### What you should do
Return the records that follow unaltered. Omit every picture.

(Dataset records)
------------------------------------------------------------------------

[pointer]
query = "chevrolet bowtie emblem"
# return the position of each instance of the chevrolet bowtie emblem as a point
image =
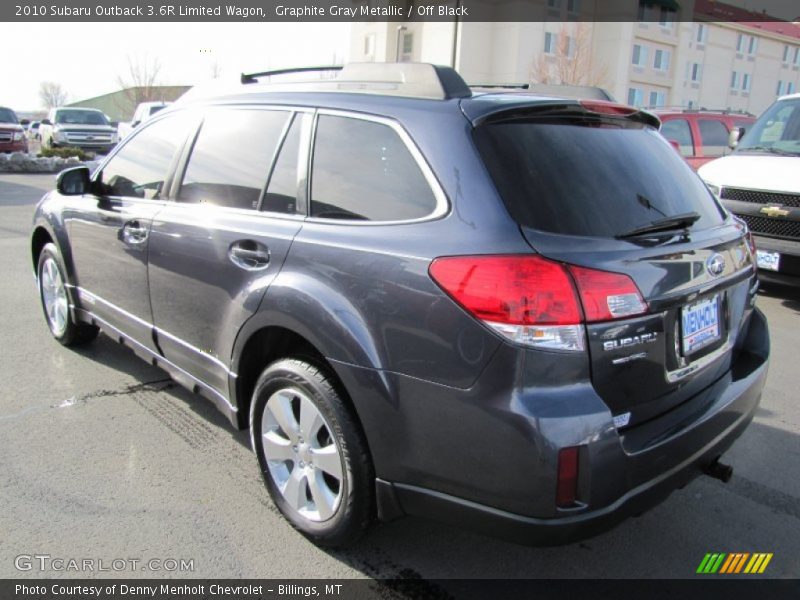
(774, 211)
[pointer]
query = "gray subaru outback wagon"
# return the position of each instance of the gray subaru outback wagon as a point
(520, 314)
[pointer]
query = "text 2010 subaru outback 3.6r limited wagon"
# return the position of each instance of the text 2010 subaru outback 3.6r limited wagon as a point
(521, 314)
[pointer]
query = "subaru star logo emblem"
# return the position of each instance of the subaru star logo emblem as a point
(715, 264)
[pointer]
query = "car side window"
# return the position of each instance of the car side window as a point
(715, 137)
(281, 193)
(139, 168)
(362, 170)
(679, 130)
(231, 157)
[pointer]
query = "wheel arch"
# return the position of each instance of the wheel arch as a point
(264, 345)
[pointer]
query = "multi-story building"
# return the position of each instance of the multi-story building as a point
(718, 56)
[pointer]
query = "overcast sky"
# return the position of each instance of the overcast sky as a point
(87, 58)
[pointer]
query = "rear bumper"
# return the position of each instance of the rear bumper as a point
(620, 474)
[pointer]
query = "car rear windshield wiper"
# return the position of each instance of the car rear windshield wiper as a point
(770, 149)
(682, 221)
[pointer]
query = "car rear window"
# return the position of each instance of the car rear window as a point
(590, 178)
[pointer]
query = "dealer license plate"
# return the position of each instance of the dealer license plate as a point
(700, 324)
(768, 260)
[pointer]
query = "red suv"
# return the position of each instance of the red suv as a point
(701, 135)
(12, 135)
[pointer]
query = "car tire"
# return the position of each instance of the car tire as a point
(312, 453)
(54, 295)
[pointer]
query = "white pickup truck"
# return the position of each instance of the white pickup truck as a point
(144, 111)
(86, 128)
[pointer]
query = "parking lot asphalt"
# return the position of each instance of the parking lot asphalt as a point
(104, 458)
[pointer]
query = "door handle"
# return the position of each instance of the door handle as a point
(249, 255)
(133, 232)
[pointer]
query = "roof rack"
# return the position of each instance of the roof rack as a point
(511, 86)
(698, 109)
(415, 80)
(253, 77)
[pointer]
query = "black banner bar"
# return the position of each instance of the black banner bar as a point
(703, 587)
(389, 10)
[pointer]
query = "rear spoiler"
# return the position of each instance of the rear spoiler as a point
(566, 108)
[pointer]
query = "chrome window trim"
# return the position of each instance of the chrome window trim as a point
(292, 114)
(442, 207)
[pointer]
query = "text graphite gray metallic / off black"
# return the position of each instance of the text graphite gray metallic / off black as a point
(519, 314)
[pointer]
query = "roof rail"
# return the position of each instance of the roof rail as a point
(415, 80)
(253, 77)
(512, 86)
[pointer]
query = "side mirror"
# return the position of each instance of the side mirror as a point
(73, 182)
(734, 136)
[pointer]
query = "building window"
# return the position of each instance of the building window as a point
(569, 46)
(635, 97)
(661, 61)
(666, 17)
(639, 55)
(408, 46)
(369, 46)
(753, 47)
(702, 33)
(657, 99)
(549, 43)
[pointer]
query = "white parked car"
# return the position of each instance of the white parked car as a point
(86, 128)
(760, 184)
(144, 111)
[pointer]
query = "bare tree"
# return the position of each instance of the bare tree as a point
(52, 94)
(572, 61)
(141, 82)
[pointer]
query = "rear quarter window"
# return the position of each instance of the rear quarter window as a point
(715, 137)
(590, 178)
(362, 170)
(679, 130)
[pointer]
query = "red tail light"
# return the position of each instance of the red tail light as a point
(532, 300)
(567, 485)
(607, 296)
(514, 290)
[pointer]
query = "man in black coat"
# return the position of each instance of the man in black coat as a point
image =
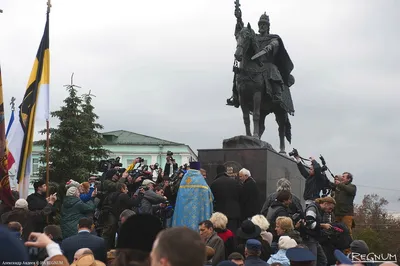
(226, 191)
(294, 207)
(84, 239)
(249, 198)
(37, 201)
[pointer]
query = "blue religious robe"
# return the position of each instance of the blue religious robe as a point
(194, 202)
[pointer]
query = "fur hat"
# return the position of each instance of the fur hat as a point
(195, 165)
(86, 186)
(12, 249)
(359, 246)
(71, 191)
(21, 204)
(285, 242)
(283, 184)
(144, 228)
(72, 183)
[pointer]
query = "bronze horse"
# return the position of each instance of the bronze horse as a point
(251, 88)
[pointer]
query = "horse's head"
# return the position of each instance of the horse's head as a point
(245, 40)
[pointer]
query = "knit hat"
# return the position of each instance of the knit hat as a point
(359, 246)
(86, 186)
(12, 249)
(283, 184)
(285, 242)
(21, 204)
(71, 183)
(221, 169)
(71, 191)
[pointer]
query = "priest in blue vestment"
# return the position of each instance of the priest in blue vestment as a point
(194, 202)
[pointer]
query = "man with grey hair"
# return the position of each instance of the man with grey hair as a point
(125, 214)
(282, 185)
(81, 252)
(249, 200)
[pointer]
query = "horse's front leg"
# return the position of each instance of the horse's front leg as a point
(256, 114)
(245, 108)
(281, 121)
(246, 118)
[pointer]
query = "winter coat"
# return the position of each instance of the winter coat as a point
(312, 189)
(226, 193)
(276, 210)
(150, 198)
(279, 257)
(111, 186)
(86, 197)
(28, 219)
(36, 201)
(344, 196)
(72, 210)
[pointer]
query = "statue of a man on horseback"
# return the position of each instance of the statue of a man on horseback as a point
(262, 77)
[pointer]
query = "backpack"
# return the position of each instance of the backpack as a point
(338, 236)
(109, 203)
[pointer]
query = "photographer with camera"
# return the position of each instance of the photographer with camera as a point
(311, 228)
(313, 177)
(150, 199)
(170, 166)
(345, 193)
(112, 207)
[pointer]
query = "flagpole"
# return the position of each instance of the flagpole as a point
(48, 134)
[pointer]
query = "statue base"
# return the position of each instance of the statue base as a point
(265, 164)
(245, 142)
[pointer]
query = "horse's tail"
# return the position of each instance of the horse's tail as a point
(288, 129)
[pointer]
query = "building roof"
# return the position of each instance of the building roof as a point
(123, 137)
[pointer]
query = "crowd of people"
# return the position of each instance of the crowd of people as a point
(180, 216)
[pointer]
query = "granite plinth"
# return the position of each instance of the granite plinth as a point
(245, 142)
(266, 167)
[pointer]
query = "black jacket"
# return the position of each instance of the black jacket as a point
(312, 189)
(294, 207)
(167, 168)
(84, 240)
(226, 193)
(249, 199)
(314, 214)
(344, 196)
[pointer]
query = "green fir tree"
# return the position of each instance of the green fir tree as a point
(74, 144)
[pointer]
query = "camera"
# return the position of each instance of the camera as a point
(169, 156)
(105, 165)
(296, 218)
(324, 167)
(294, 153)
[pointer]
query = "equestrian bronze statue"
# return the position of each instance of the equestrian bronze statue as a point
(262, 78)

------------------------------------------------------------------------

### Answer to the problem
[pointer]
query = "chevrolet bowtie emblem"
# return the position of each instance of the chevrolet bowtie emblem as a point
image =
(774, 211)
[pointer]
query = "gray subaru outback wagon"
# return the position of each instance of the gray subaru outback wagon as a point
(520, 314)
[pointer]
query = "text 2010 subaru outback 3.6r limited wagon"
# return the position of each instance of the text 2010 subaru outback 3.6r limited wagon as a point
(521, 314)
[pointer]
query = "subaru star logo emblem"
# return the position of each instance of the subaru star logo emblem as a point
(715, 264)
[pointer]
query = "car side window"
# return the position of each instance of the car side window as a point
(715, 137)
(281, 193)
(139, 168)
(362, 170)
(679, 130)
(231, 157)
[pointer]
query = "wheel arch"
# return the position of each instance of the wheel arch as a point
(264, 345)
[pointer]
query = "multi-story building"
# return the position of each instance of the multi-story building as a point
(718, 56)
[pointer]
query = "overcast sky"
# return the position of each instance of the overcast sky as a point
(87, 58)
[pointer]
query = "rear bumper"
# return the position of each instance of the rear bumper as a point
(620, 474)
[pointer]
query = "car rear windshield wiper"
# return the position of each instance of the car rear windshield wiper as a point
(770, 149)
(682, 221)
[pointer]
query = "car rear window"
# return the position of each instance of the car rear window as a point
(590, 178)
[pointer]
query = "dealer license plate"
# return the position of each instance of the dealer license plate as a point
(700, 324)
(768, 260)
[pointer]
query = "red suv"
# return the position of each instance of the red suv as a point
(701, 135)
(12, 135)
[pointer]
query = "car tire"
# return the position of each instance of the car tire as a point
(312, 453)
(54, 295)
[pointer]
query = "white pickup truck"
# return the position of each instance of the white pickup truck as a point
(144, 111)
(86, 128)
[pointer]
query = "parking lot asphalt"
# return the position of each instance of the parking lot asphalt as a point
(104, 458)
[pointer]
query = "door handle"
# return the position of each instance of the door handle as a point
(249, 255)
(133, 232)
[pointer]
query = "roof rack"
# return the position of each instance of the roof rack as a point
(511, 86)
(698, 109)
(415, 80)
(253, 77)
[pointer]
query = "black banner bar"
# return the position of each instance of the black banner bar as a point
(703, 587)
(389, 10)
[pointer]
query = "rear spoiler"
# return the position of each instance of the rear spoiler as a point
(566, 108)
[pointer]
query = "chrome window trim"
# return the position of each instance of the chrome window trim as a point
(292, 114)
(442, 207)
[pointer]
query = "text graphite gray metallic / off black"
# return the position of each instance of the text graphite gray metallic / off black as a point
(519, 314)
[pointer]
query = "roof rail"
# return the position of each instance of the roof rail as a point
(415, 80)
(253, 77)
(512, 86)
[pointer]
query = "side mirror"
# return the position of each instance of the side mirror as a point
(73, 182)
(734, 136)
[pointer]
query = "building window"
# return the position of each instance of the building window as a point
(569, 46)
(635, 97)
(661, 61)
(666, 17)
(639, 55)
(408, 46)
(369, 46)
(753, 47)
(702, 33)
(657, 99)
(549, 43)
[pointer]
query = "white parked car"
# return the position of each instance of the white parked car as a point
(86, 128)
(760, 184)
(144, 111)
[pointer]
query = "bare tree"
# return the position of each instance of the bare tree as a point
(52, 94)
(572, 61)
(141, 82)
[pointer]
query = "rear quarter window"
# return the position of each instance of the rear quarter window as a point
(715, 137)
(590, 178)
(362, 170)
(679, 130)
[pointer]
query = "red tail light"
# return the position of each instance of the red tail light as a point
(532, 300)
(567, 485)
(607, 296)
(514, 290)
[pointer]
query = "man in black coat"
# return the position of each instance of the man in black coat as a point
image =
(226, 191)
(294, 207)
(84, 239)
(249, 198)
(37, 201)
[pointer]
query = "blue religious robe"
# return the position of each instance of the blue religious robe as a point
(194, 202)
[pointer]
query = "fur hat"
# return the position of each instance of the fur hat as a point
(195, 165)
(86, 186)
(12, 249)
(359, 246)
(71, 191)
(21, 204)
(285, 242)
(283, 184)
(144, 228)
(72, 183)
[pointer]
query = "bronze horse"
# return the position of each instance of the bronze horse as a point
(251, 88)
[pointer]
query = "horse's head"
# return the position of each instance of the horse's head as a point
(245, 40)
[pointer]
query = "knit hat"
# return the position of each instance of the knit hat as a point
(359, 246)
(86, 186)
(12, 249)
(283, 184)
(285, 242)
(21, 204)
(71, 183)
(221, 169)
(71, 191)
[pointer]
query = "priest in blue vestment"
# return the position of each instance of the priest in blue vestment as a point
(194, 202)
[pointer]
query = "man with grey hair"
# return the position of each instance of the man with grey hair as a point
(125, 214)
(282, 185)
(81, 252)
(249, 200)
[pointer]
query = "horse's front leg"
# return the position of each instance of the horse's front leg as a point
(256, 114)
(245, 108)
(281, 121)
(246, 118)
[pointer]
query = "winter coat"
# return the position of each instance of the winter coat as a point
(312, 189)
(226, 193)
(276, 210)
(150, 198)
(279, 257)
(111, 186)
(86, 197)
(28, 219)
(36, 201)
(344, 196)
(72, 210)
[pointer]
query = "statue of a man on horseback"
# return the position of each instance of the statue of a man on horseback as a point
(262, 77)
[pointer]
query = "backpack"
# return the position of each instance of the backpack as a point
(338, 236)
(109, 203)
[pointer]
query = "photographer with camera"
# return the position of each instance of the photographer with camera as a point
(311, 228)
(313, 177)
(150, 199)
(170, 166)
(345, 193)
(112, 207)
[pointer]
query = "flagpole"
# return the position of each instance of the flagpole as a point
(48, 134)
[pointer]
query = "statue base"
# return the position of each instance of the statue base as a point
(265, 164)
(245, 142)
[pointer]
query = "horse's tail"
# return the position of each instance of the horse's tail as a point
(288, 129)
[pointer]
query = "building roof"
# return the position of each instance of the building roof as a point
(123, 137)
[pointer]
query = "crowd of people"
# return the position of each instance of the crowd of people as a point
(180, 216)
[pointer]
query = "granite plinth"
# return the position of each instance of the granite plinth as a point
(245, 142)
(266, 167)
[pointer]
query = "black jacket"
# return the position of each instance of the black jacket as a point
(312, 189)
(294, 207)
(167, 168)
(84, 240)
(226, 193)
(249, 199)
(314, 214)
(344, 196)
[pointer]
query = "green fir tree"
# return the position of each instance of the green fir tree as a point
(74, 144)
[pointer]
query = "camera"
# return the position of each instance of the camera as a point
(169, 156)
(105, 165)
(296, 218)
(324, 167)
(294, 153)
[pointer]
query = "equestrian bronze statue"
# return the position of each instance of the equestrian bronze statue as a point
(262, 78)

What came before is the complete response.